◆ **Texte**:
# # #
Cahier dix-huit, sous la direction de Christian Hubin et François Lallier
2013. 248 + 24 p. 16,5/24.
ISBN 978.2.86853.571.9

30,00 €

Le livre

Né en 1954, disparu en 2008, Thierry Bouchard fut un des derniers grands imprimeurs-éditeurs-typographes. Sur ses presses, installées à Losne, en Bourgogne, il a réalisé un des plus beaux ensembles de livres dont on puisse rêver, joignant la science des polices et des fontes, des impressions, des papiers, des formats à un engagement éclairé dans la littérature contemporaine, et principalement la poésie, qu’il pratiquera lui-même, discrètement, comme auteur. Il réalisa 115 livres au titre de ses éditions et près de 200 sous forme de coéditions ou d’impressions pour ses amis éditeurs — qui portent les noms de Butor, Bonnefoy, Puel, Juliet, Du Bouchet, Nelli, Hubin, Novalis ou Segalen, entre autres, et ceux d’artistes aussi prestigieux que Zao Wou-Ki, Pierre Alechinsky, Bram Van Velde, Antoni Tápies, Olivier Debré, André Marfaing… Grands illustrés ou petits livres d’une facture extrêment élégante et soignée sortirent des mains de cet artisan exceptionnel dont l’oeuvre, à n’en pas douter, marquera durablement la bibliophilie contemporaine.
# # #
◆ **Données fournies**:
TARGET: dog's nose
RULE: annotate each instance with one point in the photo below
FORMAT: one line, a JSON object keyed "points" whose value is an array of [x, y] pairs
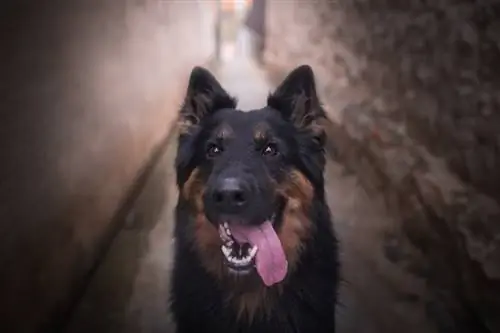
{"points": [[230, 195]]}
# # #
◆ **Travail à faire**:
a) Indiquez si chacune des affirmations suivantes est conforme au texte sur Thierry Bouchard, en répondant par oui ou par non et en citant les mots du texte qui permettent de trancher. (i) Thierry Bouchard avait installé ses presses en Bourgogne. (ii) Il a réalisé plus de 200 livres au titre de ses propres éditions. (iii) Il a lui-même écrit de la poésie.
b) D'après le texte sur Thierry Bouchard, en quelle année cet imprimeur est-il né ?
c) Reprenez le texte sur Thierry Bouchard à partir de sa dernière phrase et poursuivez-le, s'il vous plaît.

◆ **Réponses de l'exercice**:
a)
(i) Oui : « Sur ses presses, installées à Losne, en Bourgogne ».
(ii) Non : « Il réalisa 115 livres au titre de ses éditions ».
(iii) Oui : « la poésie, qu’il pratiquera lui-même, discrètement, comme auteur ».

b) Il est né en 1954.

c)
Les auteurs

Textes de Yves Bonnefoy, Jean-Yves Bosseur, Michel Butor, Pierre Chappuis, Manuel Cajal, Pascal Commère, Patrice Corbin, Philippe Denis, Pierre Dhainaut, André du Bouchet, Thierry Fournier, Lorand Gaspar, Petr Herel, Christian Hubin, François Huglo, François Lallier, David Mus, Remi Pharo, Yves Peyré, Yves Prié, Gaston Puel, James Sacré.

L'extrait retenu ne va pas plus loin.